• [How to complete this task]: Each entry should be restated word for word, with all pictures left out.

• [Provided records]:
====
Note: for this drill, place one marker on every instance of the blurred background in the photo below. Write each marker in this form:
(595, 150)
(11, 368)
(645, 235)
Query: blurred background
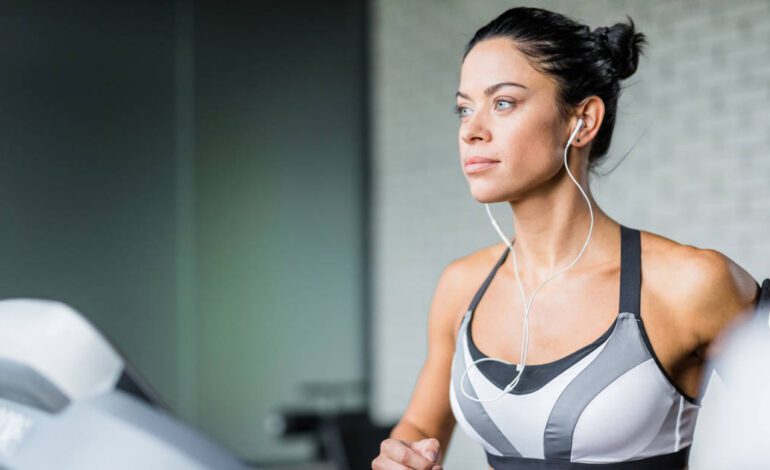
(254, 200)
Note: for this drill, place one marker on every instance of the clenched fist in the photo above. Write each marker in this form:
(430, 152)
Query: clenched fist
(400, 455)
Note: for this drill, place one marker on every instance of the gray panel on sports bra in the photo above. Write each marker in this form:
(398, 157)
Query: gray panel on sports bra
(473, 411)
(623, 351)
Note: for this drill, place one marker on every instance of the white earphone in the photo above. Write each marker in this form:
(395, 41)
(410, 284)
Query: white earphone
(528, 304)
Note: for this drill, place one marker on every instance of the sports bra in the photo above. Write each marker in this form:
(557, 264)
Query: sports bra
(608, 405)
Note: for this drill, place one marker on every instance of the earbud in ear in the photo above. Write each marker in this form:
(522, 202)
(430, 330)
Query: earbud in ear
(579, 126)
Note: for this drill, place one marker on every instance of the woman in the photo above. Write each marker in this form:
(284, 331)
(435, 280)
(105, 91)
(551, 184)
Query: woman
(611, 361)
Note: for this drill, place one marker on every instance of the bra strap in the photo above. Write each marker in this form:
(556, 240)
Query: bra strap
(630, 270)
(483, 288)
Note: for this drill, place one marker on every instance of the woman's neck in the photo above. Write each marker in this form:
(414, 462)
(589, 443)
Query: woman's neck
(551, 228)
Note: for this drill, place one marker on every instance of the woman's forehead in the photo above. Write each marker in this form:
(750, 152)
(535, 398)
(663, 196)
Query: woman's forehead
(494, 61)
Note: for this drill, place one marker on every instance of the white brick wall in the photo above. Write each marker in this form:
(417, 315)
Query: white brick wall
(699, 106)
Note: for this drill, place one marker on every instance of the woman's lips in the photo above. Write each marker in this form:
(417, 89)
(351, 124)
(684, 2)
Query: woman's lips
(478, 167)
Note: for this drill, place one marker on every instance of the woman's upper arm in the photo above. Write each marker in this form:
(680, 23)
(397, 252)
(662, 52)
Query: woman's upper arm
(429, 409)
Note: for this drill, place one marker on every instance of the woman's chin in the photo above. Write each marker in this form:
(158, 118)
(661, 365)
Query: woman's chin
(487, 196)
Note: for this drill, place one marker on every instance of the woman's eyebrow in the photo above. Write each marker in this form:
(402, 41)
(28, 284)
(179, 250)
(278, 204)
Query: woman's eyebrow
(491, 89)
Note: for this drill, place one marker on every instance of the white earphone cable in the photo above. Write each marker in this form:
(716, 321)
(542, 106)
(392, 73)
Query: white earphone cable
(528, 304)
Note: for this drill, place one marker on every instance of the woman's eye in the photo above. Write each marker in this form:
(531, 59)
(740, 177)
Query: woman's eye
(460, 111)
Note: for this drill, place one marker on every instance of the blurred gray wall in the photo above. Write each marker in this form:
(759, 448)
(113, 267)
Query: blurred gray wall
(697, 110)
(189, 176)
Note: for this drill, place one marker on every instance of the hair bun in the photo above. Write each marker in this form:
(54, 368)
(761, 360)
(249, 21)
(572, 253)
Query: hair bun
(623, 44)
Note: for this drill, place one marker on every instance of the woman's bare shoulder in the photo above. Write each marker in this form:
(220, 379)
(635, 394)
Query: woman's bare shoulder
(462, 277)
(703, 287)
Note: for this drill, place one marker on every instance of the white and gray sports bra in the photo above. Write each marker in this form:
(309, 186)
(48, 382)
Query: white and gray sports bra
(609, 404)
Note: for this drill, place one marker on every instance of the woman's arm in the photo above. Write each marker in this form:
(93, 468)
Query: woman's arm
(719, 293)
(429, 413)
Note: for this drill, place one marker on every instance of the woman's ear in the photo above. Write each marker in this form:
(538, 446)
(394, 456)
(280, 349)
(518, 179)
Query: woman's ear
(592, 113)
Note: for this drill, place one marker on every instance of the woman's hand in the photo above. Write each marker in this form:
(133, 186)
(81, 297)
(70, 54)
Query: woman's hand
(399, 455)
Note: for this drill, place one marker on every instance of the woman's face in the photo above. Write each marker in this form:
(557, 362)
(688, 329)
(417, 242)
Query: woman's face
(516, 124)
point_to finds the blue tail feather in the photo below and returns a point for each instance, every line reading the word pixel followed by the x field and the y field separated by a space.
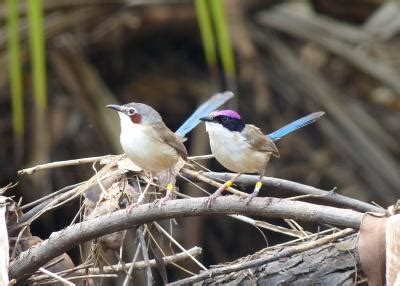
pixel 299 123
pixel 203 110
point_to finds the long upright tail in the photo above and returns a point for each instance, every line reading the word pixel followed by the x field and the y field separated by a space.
====
• [Answer section]:
Note: for this drill, place one marker on every instance of the blurred background in the photo below. Write each marker in this form:
(595, 150)
(11, 368)
(645, 235)
Query: blurred background
(254, 200)
Note: for this drill, place one marker on every instance of the clenched fist in the photo above. Write each marker in this form:
(430, 152)
Query: clenched fist
(400, 455)
Note: for this drill, place one marker on every instance of the gray panel on sports bra in the photo above. Write each marker in this form:
(398, 157)
Query: gray panel on sports bra
(473, 411)
(623, 351)
Note: for this drill, place one marker on every instance of the white earphone in the photo above. Write each marker in this form:
(395, 41)
(410, 284)
Query: white earphone
(528, 304)
Note: for this drill, place one marker on every instance of the sports bra in the photo above. Write each marker in this form:
(557, 264)
Query: sports bra
(608, 405)
Note: for this drill, place one marker on every instance of the earbud in ear in the photo above. Write each marker in this form:
(522, 202)
(430, 330)
Query: earbud in ear
(579, 126)
Note: for this drill, place one marker on every instance of the woman in the photo above. Write each marker in this form:
(284, 331)
(435, 280)
(105, 91)
(551, 184)
Query: woman
(611, 361)
Note: for this drill, place one marker on every instance of the bra strap in the photo above. Write each marker in this form:
(556, 240)
Query: bra strap
(630, 270)
(483, 288)
Note: for this drill, place one marker on every instance of the woman's neck in the photo above. Write each marker in this form:
(414, 462)
(589, 443)
Query: woman's neck
(551, 228)
Note: for this drill, place one marker on every instance of the woman's forehead in the photo above. Write each marker in this form:
(750, 152)
(535, 398)
(663, 196)
Query: woman's forehead
(494, 61)
Note: for this drill, place one marker on every instance of the white brick wall in the photo above. Write each marker in this form:
(417, 315)
Query: white brick wall
(699, 106)
Note: for this drill, place one marker on every instance of the woman's lips in the photo above. Write each marker in this form:
(417, 89)
(351, 124)
(684, 2)
Query: woman's lips
(478, 167)
Note: for this drill, place one marker on every instance of the woman's upper arm in the photo above. Write each marker in this form:
(680, 23)
(397, 252)
(662, 52)
Query: woman's upper arm
(429, 409)
Note: for this drill, place one marker on every instance of the woman's chin in the photo above. Write each marker in this form:
(158, 118)
(661, 365)
Query: woman's chin
(487, 196)
Note: for this drill, place one marker on every instance of the woman's eyebrow in the photo above. Write each marker in this form:
(402, 41)
(28, 284)
(179, 250)
(278, 204)
Query: woman's eyebrow
(491, 89)
Note: for this drill, place one marker on every instance of the white earphone cable in the photo above. Write each marker in this form:
(716, 321)
(542, 106)
(392, 73)
Query: white earphone cable
(528, 304)
Note: for this drill, place one marker on every instance of the woman's eye in the photo above. Write each marker in this form:
(531, 59)
(740, 177)
Query: woman's eye
(460, 111)
Note: for this drill, place one marker on every instance of the blurred gray wall in the photo above. Write each marker in this form:
(759, 448)
(113, 267)
Query: blurred gray wall
(697, 110)
(189, 176)
Note: for this drill, place one marker on every instance of the hair bun in the photo above. Write each marker in this form:
(54, 368)
(761, 360)
(249, 21)
(572, 253)
Query: hair bun
(623, 44)
Note: for this drill, place one marker on every instance of the woman's bare shoulder in the photo above. Write each marker in this form:
(220, 379)
(635, 394)
Query: woman's bare shoulder
(462, 277)
(703, 287)
Note: for this drill, place one marker on every instance of the white and gray sports bra in the photo above. Write each marker in this form:
(309, 186)
(48, 382)
Query: white and gray sports bra
(609, 404)
Note: for this drill, place one marker on every instance of the woman's arm in the photo above. Write each marker in this form:
(93, 468)
Query: woman's arm
(719, 293)
(429, 413)
Note: for this drill, place one marker on every instance of the woman's ear in the photo above. Write each marker in this form:
(538, 446)
(394, 456)
(280, 349)
(518, 179)
Query: woman's ear
(592, 113)
Note: for this drill, place one marker on every instance of the woman's hand in the photo above. Write each marker in this form:
(133, 186)
(81, 297)
(70, 54)
Query: woman's hand
(399, 455)
Note: for this drill, place one marker on every instance of the woman's face in the photo above. Write each marker in this form:
(557, 362)
(688, 329)
(417, 242)
Query: woman's face
(516, 124)
point_to finds the blue tail feather in the photo below and returns a point for each instance, every line reading the word pixel followed by the x field and the y field separated by a space.
pixel 299 123
pixel 203 110
point_to finds the long upright tail in the photo above and returns a point for each instance, every line reading the word pixel followed by the x field and the y field separated by a space.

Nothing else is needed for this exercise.